**Work instructions**
Continue the news report on the Algerian military plane crash, starting after its last sentence.

**Passage to read**
Defence ministry announcement brings death toll down to 77 instead of local media reports of 102 casualties.
A total of 77 people died in the crash of an Algerian military transport plane carrying members of the armed forces and their relatives on Tuesday, the defence ministry said, fewer than the 103 dead that had been cited by local media.
The ministry said in a statement bad weather was the likely cause of the accident, one of the worst air crashes in the North African country in a decade.
Earlier, local media and emergency officials said the military aircraft carrying 103 people crashed in Algeria’s mountainous northeast, with just one survivor found in one of the country’s deadliest air disasters.
The C-130 Hercules aircraft, which crashed in the Oum El Bouaghi region, was carrying 99 passengers — soldiers and their families — as well as four crew members, a security source told AFP.
Emergency services officials told public radio that they had found a sole survivor, who was suffering from head trauma.

**Data provided**

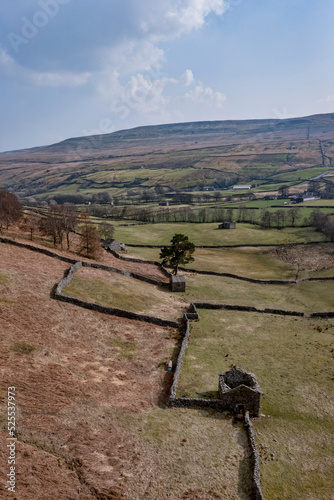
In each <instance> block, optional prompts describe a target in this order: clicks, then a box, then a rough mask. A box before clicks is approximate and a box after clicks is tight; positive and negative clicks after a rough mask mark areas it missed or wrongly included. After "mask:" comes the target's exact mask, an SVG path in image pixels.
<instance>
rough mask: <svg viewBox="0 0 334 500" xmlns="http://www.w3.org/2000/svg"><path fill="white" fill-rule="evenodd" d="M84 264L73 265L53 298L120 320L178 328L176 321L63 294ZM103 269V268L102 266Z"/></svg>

**Written answer**
By early evening, the emergency services had recovered 76 bodies from the crash site, including the remains of four women, public radio reported, after an extensive search and rescue operation was launched.
A security source had said earlier that all on board had perished.
The plane was flying from the desert garrison town of Tamanrasset in the deep south to the city of Constantine, 320 kilometres (200 miles) east of the capital, and lost contact with the control tower just as it was beginning its descent.
The aircraft slammed into Mount Fertas in the Oum El Bouaghi region at around midday (1100 GMT), state media quoted army spokesman Colonel Bouguern as saying.
“Very bad weather conditions, involving a storm and heavy snowfall, were behind the crash,” the defence ministry said in a statement.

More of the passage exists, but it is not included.